• Stated task
Show every line of the records below that contains the word "ceiling".

• Data shown
+++

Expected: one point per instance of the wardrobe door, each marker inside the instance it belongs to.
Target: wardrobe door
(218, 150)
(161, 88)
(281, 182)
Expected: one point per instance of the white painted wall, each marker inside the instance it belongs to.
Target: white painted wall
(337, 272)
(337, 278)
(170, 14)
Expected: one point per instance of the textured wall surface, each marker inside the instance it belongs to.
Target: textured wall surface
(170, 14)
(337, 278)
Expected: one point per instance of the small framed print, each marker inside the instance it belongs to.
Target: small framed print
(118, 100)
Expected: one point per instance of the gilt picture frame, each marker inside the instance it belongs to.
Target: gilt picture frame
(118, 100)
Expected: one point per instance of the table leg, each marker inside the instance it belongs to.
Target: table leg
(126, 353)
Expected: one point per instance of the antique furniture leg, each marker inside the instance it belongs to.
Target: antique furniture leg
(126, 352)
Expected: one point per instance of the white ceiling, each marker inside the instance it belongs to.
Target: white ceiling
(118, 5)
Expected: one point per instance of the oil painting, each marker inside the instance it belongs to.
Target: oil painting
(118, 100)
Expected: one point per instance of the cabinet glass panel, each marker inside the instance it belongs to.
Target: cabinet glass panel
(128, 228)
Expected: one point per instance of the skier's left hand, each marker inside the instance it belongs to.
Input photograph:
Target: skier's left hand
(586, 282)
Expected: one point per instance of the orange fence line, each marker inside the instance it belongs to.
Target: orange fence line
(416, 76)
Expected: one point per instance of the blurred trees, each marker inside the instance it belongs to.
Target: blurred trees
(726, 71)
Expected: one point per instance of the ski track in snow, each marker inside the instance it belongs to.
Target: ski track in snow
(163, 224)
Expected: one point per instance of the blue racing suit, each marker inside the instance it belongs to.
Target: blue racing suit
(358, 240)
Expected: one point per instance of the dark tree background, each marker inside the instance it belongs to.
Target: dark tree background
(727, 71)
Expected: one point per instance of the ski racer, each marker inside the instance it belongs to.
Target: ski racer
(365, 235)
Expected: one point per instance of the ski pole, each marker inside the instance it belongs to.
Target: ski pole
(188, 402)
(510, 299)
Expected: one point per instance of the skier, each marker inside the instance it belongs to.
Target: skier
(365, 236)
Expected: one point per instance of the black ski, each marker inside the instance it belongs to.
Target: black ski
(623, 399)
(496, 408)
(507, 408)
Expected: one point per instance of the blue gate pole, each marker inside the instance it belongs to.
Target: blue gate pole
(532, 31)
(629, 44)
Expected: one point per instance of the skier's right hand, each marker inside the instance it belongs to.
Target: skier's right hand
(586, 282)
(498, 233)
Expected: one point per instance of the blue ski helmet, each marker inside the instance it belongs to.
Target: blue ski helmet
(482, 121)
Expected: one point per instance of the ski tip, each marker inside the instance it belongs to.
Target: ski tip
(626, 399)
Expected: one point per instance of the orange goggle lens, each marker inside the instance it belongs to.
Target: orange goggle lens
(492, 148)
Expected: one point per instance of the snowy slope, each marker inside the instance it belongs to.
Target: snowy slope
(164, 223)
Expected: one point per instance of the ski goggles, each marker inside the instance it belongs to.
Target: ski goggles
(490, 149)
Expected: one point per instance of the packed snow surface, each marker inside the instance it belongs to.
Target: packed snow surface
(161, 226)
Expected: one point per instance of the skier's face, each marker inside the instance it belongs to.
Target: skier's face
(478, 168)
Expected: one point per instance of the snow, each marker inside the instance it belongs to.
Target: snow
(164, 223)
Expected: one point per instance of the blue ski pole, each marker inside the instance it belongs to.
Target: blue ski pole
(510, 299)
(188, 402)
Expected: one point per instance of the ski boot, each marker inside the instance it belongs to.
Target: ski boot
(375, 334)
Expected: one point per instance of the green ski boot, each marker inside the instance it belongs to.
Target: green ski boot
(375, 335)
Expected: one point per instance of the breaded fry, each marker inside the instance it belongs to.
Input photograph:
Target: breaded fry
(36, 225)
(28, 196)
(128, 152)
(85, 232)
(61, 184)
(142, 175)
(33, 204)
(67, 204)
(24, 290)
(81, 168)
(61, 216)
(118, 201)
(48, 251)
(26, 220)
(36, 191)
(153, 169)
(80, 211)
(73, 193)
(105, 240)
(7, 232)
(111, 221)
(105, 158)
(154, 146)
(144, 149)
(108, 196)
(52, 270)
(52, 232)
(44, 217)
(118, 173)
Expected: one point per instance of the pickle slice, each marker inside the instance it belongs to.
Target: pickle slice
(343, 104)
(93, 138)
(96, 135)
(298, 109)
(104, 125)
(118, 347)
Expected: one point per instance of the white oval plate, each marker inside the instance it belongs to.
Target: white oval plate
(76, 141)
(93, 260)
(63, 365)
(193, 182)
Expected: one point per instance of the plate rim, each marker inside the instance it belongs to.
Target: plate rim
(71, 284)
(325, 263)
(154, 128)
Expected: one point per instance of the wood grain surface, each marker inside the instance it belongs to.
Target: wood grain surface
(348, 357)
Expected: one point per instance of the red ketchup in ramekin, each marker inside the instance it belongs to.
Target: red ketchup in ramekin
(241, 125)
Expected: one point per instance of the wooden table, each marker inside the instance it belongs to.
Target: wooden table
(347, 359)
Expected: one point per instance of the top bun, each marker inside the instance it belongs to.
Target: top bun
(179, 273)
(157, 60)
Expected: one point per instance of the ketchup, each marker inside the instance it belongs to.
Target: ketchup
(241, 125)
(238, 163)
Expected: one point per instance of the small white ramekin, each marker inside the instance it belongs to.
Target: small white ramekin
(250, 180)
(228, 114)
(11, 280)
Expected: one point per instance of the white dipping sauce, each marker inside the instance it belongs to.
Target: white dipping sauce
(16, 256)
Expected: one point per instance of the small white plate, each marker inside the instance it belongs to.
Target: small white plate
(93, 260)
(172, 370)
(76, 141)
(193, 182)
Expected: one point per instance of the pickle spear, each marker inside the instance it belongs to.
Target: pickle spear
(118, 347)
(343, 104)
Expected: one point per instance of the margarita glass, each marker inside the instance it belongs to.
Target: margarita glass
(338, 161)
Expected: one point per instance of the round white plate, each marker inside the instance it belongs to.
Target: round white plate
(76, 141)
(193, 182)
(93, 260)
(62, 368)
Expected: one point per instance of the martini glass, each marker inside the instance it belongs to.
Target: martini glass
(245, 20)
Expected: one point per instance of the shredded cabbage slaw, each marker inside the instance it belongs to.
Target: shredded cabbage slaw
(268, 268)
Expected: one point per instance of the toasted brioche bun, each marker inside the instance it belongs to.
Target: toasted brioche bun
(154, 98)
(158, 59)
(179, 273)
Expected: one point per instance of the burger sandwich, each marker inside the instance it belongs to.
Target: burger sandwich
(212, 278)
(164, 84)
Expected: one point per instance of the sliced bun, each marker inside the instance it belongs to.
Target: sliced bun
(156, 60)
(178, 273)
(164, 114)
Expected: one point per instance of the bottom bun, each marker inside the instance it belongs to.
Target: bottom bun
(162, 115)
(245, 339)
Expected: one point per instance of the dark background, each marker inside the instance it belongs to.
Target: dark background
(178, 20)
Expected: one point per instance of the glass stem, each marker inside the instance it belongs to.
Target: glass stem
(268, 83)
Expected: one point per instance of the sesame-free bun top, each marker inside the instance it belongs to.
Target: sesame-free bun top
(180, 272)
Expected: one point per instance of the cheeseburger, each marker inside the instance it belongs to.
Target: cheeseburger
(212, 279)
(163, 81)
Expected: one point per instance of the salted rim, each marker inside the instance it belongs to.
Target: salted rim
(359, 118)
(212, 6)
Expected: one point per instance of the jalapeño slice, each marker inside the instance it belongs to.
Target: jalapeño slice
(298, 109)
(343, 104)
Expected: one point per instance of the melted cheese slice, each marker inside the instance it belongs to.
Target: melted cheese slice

+++

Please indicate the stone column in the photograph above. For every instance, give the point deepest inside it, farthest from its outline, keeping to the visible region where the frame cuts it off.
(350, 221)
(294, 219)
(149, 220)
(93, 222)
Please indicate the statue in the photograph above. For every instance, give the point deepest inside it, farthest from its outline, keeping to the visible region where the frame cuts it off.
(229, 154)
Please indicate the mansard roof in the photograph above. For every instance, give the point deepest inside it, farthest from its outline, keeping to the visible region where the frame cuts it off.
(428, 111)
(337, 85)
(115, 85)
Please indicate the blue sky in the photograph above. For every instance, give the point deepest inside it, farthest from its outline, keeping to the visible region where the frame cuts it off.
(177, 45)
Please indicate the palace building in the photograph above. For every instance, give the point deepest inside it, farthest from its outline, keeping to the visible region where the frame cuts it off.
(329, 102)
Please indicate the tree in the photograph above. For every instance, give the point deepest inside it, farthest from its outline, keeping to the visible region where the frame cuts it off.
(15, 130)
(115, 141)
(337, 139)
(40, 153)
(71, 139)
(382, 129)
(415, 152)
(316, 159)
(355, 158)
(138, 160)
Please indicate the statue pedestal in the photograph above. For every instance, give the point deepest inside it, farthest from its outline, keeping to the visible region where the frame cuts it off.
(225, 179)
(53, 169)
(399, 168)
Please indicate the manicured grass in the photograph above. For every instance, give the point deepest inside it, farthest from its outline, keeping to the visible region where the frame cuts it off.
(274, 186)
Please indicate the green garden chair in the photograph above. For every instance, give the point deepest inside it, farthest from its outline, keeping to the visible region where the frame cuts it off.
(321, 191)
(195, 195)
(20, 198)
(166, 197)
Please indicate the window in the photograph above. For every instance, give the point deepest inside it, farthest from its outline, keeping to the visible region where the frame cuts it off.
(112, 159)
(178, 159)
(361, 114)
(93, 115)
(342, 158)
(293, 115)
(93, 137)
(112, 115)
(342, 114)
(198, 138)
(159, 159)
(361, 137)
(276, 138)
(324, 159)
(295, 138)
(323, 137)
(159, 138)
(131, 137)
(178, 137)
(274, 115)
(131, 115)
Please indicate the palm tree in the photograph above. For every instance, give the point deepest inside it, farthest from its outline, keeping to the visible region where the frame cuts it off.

+++

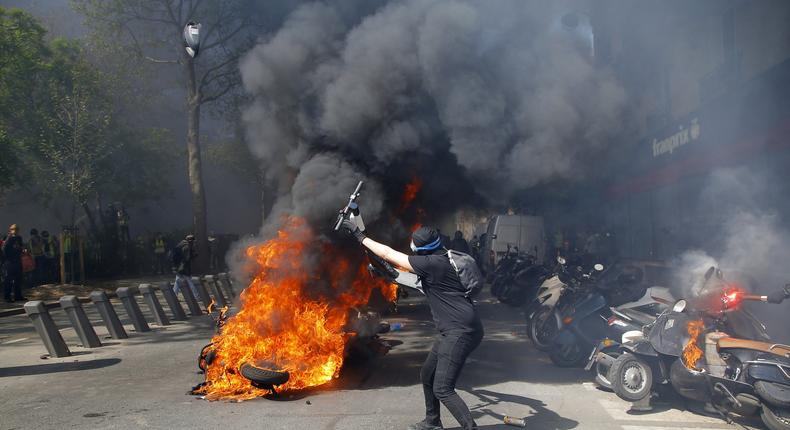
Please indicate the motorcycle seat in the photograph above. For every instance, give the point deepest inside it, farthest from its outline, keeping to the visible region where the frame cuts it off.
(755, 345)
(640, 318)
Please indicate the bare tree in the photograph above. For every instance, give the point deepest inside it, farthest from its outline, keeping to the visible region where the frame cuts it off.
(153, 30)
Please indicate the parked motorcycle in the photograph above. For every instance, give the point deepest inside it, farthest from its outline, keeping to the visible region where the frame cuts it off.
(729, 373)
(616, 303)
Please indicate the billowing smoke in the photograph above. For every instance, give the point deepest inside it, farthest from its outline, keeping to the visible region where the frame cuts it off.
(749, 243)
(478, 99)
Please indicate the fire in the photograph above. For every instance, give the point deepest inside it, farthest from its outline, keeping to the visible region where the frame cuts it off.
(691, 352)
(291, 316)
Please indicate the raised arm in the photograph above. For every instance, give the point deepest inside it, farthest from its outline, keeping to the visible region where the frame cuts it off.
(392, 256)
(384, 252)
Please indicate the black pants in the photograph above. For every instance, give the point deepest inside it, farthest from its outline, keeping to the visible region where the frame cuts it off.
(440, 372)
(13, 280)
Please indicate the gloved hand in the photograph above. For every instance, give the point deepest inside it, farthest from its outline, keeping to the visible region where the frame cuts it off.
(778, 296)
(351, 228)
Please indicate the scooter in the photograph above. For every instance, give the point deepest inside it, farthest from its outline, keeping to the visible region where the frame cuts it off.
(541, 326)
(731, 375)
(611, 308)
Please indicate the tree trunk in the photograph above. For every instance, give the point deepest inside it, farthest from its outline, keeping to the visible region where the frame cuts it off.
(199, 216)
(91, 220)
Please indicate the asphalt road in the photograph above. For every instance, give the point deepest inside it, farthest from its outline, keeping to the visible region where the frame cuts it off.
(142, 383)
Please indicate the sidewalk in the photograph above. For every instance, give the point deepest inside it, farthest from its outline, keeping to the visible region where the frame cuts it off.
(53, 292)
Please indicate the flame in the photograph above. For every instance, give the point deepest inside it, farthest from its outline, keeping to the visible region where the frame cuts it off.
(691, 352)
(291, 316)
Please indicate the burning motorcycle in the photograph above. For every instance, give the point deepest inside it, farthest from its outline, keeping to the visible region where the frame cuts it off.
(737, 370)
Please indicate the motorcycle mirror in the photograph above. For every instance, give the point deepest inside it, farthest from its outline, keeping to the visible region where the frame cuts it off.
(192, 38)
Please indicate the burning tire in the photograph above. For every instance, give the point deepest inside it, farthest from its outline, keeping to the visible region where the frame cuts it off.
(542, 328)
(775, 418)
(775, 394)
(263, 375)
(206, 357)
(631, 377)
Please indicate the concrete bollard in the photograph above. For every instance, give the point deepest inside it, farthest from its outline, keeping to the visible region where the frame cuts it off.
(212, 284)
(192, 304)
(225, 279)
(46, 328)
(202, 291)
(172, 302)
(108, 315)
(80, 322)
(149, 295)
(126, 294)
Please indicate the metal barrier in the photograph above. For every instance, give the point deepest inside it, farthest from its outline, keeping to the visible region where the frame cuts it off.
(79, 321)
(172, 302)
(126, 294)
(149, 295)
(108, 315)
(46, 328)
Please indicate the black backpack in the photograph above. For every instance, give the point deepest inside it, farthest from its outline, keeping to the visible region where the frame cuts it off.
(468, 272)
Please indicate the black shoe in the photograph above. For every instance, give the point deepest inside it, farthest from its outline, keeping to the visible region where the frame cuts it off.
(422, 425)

+++

• Response
Expected: one point per instance of the white ceiling, each marker inside the instance it belongs to.
Target: white ceiling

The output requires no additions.